# Task
Can you write out all the items below again with "trace" swapped for "segment" everywhere it appears, changing nothing else and leaving out the pictures?

↓

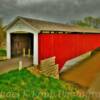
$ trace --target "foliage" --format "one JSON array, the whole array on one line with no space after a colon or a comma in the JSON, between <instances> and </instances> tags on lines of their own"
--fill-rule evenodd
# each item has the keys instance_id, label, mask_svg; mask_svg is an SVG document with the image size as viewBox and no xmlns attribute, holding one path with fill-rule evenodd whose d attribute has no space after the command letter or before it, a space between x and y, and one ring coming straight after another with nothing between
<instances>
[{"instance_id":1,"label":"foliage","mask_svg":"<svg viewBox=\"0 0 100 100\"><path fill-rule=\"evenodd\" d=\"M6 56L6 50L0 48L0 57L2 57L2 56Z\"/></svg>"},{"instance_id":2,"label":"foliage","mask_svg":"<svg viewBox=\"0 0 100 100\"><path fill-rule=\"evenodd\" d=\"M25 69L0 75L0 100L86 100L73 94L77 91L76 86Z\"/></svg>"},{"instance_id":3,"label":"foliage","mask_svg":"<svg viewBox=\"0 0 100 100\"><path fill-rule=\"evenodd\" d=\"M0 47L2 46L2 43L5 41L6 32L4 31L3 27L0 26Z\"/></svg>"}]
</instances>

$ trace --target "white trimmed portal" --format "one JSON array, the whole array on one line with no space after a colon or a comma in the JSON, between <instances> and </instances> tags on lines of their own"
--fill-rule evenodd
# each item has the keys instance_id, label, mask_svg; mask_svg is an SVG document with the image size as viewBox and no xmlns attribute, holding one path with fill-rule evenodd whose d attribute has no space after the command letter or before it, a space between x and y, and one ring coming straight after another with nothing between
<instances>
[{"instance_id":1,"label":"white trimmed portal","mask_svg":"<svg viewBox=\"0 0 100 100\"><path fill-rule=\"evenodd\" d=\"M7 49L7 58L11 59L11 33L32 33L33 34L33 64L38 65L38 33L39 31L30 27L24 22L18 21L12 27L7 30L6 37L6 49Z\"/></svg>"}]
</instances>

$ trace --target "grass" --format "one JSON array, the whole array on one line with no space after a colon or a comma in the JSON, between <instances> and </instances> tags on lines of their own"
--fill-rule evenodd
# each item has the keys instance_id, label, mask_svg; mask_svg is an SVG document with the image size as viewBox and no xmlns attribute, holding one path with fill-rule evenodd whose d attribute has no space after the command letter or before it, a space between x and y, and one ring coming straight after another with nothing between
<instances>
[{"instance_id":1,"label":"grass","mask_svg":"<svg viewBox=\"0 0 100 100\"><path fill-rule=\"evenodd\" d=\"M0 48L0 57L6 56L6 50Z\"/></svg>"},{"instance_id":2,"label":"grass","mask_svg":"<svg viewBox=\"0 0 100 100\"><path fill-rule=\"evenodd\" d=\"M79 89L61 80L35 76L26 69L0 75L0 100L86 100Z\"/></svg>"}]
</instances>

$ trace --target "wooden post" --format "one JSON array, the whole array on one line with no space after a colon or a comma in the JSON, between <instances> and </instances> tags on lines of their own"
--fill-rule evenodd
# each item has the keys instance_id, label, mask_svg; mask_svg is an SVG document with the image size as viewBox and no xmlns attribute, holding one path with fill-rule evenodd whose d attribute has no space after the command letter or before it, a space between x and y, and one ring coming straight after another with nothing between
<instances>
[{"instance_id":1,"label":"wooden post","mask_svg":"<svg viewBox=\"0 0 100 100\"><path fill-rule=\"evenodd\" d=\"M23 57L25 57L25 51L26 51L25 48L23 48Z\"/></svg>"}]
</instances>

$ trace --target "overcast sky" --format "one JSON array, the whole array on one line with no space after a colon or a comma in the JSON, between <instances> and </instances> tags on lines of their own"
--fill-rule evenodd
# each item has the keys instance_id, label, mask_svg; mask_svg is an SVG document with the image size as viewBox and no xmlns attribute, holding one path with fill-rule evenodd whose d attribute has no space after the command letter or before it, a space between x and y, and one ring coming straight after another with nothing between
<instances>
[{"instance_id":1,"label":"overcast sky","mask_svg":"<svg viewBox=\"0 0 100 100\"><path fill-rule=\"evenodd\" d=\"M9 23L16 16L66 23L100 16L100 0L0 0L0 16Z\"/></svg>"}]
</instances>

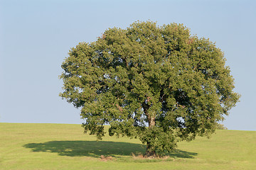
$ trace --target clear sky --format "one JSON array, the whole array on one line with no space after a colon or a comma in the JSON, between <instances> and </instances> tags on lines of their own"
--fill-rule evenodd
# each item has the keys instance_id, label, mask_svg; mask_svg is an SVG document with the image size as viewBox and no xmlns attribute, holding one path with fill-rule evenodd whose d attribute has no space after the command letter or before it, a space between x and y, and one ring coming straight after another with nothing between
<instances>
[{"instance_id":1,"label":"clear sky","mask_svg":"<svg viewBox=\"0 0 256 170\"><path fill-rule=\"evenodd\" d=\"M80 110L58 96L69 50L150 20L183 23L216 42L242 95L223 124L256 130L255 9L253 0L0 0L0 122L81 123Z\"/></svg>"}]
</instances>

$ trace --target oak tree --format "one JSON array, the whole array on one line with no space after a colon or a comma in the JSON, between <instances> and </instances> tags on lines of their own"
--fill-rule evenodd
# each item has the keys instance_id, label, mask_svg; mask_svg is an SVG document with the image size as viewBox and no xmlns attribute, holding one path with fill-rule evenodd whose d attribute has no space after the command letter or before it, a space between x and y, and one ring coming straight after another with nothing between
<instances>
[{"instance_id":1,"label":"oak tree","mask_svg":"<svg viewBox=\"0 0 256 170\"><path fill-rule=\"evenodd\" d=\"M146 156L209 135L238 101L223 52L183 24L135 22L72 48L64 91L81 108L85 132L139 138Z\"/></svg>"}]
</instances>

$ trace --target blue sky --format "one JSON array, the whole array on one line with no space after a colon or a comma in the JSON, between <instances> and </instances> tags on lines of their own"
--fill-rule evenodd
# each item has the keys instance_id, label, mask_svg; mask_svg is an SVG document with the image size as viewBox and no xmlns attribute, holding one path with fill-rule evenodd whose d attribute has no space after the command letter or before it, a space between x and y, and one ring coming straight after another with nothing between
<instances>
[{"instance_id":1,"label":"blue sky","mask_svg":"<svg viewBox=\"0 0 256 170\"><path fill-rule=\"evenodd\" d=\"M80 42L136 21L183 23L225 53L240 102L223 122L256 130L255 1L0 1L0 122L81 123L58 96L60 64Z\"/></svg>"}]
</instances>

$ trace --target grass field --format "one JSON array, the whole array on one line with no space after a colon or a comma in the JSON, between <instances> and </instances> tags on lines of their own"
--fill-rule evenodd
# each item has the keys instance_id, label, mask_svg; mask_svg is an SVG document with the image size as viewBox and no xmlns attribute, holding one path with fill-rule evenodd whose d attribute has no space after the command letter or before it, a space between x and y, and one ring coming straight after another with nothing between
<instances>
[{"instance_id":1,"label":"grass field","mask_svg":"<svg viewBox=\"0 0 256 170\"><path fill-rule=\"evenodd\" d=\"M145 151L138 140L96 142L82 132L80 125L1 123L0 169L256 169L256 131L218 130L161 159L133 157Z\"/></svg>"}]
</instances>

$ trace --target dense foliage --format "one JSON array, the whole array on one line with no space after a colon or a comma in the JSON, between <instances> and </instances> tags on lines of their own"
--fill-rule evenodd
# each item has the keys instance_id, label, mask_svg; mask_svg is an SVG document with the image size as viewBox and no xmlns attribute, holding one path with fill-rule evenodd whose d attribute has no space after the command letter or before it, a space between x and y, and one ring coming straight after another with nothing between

↑

# Solution for this problem
$ segment --target "foliage" --format "one JSON array, the whole array on one line with no space after a colon or a comma in the JSON, between <instances> and </instances> tags on lines of their own"
--fill-rule evenodd
# each item has the keys instance_id, label, mask_svg; mask_svg is an SVG document with the image size as viewBox and no xmlns attribute, holding one path with fill-rule evenodd whose d attribute has no space after the command letter or before it, a space between x and y, and one ring coming straight after another with nothing between
<instances>
[{"instance_id":1,"label":"foliage","mask_svg":"<svg viewBox=\"0 0 100 100\"><path fill-rule=\"evenodd\" d=\"M6 56L6 50L0 48L0 57L2 57L2 56Z\"/></svg>"},{"instance_id":2,"label":"foliage","mask_svg":"<svg viewBox=\"0 0 100 100\"><path fill-rule=\"evenodd\" d=\"M25 69L0 75L0 100L86 100L73 94L77 91L76 86Z\"/></svg>"},{"instance_id":3,"label":"foliage","mask_svg":"<svg viewBox=\"0 0 100 100\"><path fill-rule=\"evenodd\" d=\"M0 47L2 46L2 43L5 41L6 32L4 31L3 27L0 26Z\"/></svg>"}]
</instances>

$ segment --target "white trimmed portal" --format "one JSON array, the whole array on one line with no space after a colon or a comma in the JSON, between <instances> and </instances> tags on lines of their own"
--fill-rule evenodd
# each item has the keys instance_id, label, mask_svg; mask_svg is an SVG document with the image size as viewBox and no xmlns attribute, holding one path with fill-rule evenodd whose d attribute has no space after the command letter or before it, a space between x and y, and one ring coming straight after another with nothing between
<instances>
[{"instance_id":1,"label":"white trimmed portal","mask_svg":"<svg viewBox=\"0 0 100 100\"><path fill-rule=\"evenodd\" d=\"M7 49L7 58L11 59L11 33L32 33L33 34L33 64L38 65L38 33L39 31L30 27L24 22L18 21L12 27L7 30L6 37L6 49Z\"/></svg>"}]
</instances>

$ segment --target "grass" --format "one JSON array, the whole array on one line with no space after a colon or a comma in the JSON, between <instances> and </instances> tags on lines of their own"
--fill-rule evenodd
# each item has the keys instance_id, label, mask_svg; mask_svg is an SVG document with the image size as viewBox and no xmlns attribute, holding one path with fill-rule evenodd whose d attribute has no space after the command letter or before it, a space between x and y, and one ring coming straight after another with nothing between
<instances>
[{"instance_id":1,"label":"grass","mask_svg":"<svg viewBox=\"0 0 100 100\"><path fill-rule=\"evenodd\" d=\"M0 48L0 57L6 56L6 50Z\"/></svg>"},{"instance_id":2,"label":"grass","mask_svg":"<svg viewBox=\"0 0 100 100\"><path fill-rule=\"evenodd\" d=\"M79 89L61 80L35 76L26 69L0 75L0 100L86 100Z\"/></svg>"}]
</instances>

$ segment --target "wooden post" --format "one JSON array, the whole array on one line with no space after a colon or a comma in the JSON, between <instances> and </instances> tags on lines of their own"
--fill-rule evenodd
# each item has the keys instance_id, label, mask_svg; mask_svg is an SVG document with the image size as viewBox and no xmlns attribute, holding one path with fill-rule evenodd whose d attribute has no space after the command letter or before it, a space between x and y, and one ring coming straight after another with nothing between
<instances>
[{"instance_id":1,"label":"wooden post","mask_svg":"<svg viewBox=\"0 0 100 100\"><path fill-rule=\"evenodd\" d=\"M23 57L25 57L25 51L26 51L25 48L23 48Z\"/></svg>"}]
</instances>

$ segment --target "overcast sky" --format "one JSON array, the whole array on one line with no space after a colon or a comma in the JSON, between <instances> and </instances> tags on lines of their own"
--fill-rule evenodd
# each item has the keys instance_id, label, mask_svg; mask_svg is an SVG document with the image size as viewBox and no xmlns attribute, holding one path with fill-rule evenodd whose d attribute has no space after the command letter or before it, a space between x and y, and one ring coming straight after another with nothing between
<instances>
[{"instance_id":1,"label":"overcast sky","mask_svg":"<svg viewBox=\"0 0 100 100\"><path fill-rule=\"evenodd\" d=\"M9 23L16 16L66 23L100 16L100 0L0 0L0 16Z\"/></svg>"}]
</instances>

$ segment --target clear sky --format "one JSON array, the whole array on one line with no space after a colon or a comma in the JSON, between <instances> and </instances> tags on lines of their own"
--fill-rule evenodd
# each item has the keys instance_id, label, mask_svg; mask_svg is an SVG document with the image size as viewBox and no xmlns attribute, holding one path with fill-rule evenodd whose d attribute has no space after the command letter or before it, a space between x and y, and one ring coming straight after another with nothing between
<instances>
[{"instance_id":1,"label":"clear sky","mask_svg":"<svg viewBox=\"0 0 256 170\"><path fill-rule=\"evenodd\" d=\"M80 110L58 96L69 50L150 20L183 23L216 42L242 95L223 124L256 130L255 9L253 0L0 0L0 122L81 123Z\"/></svg>"}]
</instances>

$ segment --target oak tree --format "one JSON array, the whole array on one line with no space after a colon or a comma in the JSON, between <instances> and </instances> tags on lines of their own"
--fill-rule evenodd
# each item has the keys instance_id, label, mask_svg; mask_svg is an SVG document with the image size as viewBox and no xmlns attribute, holding one path with fill-rule evenodd whose d attribute has no space after the command letter or before it, a space between x and y, and one ring coming straight after another with nothing between
<instances>
[{"instance_id":1,"label":"oak tree","mask_svg":"<svg viewBox=\"0 0 256 170\"><path fill-rule=\"evenodd\" d=\"M146 156L209 135L238 101L223 52L183 24L135 22L72 48L64 91L81 108L85 132L139 138Z\"/></svg>"}]
</instances>

$ segment --target blue sky --format "one JSON array, the whole array on one line with no space after a colon or a comma in the JSON, between <instances> and </instances> tags on lines of their own"
--fill-rule evenodd
# each item has the keys instance_id, label, mask_svg; mask_svg is an SVG document with the image size as viewBox and no xmlns attribute, holding one path with fill-rule evenodd whose d attribute has no space after the command letter or before it, a space between x and y, and one ring coming straight after another with nothing between
<instances>
[{"instance_id":1,"label":"blue sky","mask_svg":"<svg viewBox=\"0 0 256 170\"><path fill-rule=\"evenodd\" d=\"M80 42L136 21L183 23L225 53L240 102L223 122L256 130L255 1L0 1L0 122L81 123L58 96L60 64Z\"/></svg>"}]
</instances>

$ segment --target grass field --format "one JSON array, the whole array on one line with no space after a colon or a comma in the JSON, between <instances> and </instances> tags on lines of their own"
--fill-rule evenodd
# each item has the keys instance_id, label, mask_svg; mask_svg is an SVG document with the image size as viewBox and no xmlns attribute, holding one path with fill-rule evenodd whose d attribute has no space after the command letter or before it, a space between x and y, and one ring coming straight after another with nothing between
<instances>
[{"instance_id":1,"label":"grass field","mask_svg":"<svg viewBox=\"0 0 256 170\"><path fill-rule=\"evenodd\" d=\"M145 151L138 140L96 142L82 132L80 125L1 123L0 169L256 169L256 131L218 130L161 159L133 157Z\"/></svg>"}]
</instances>

$ segment --target dense foliage --format "one JSON array, the whole array on one line with no space after a colon or a comma in the JSON, between <instances> and </instances> tags on lines of their own"
--fill-rule evenodd
# each item has the keys instance_id, label, mask_svg; mask_svg is an SVG document with the image size as viewBox and no xmlns attribute, holding one path with fill-rule evenodd whose d attribute has no space after the command letter or before it, a space between x and y, and one ring coming straight after another with nothing between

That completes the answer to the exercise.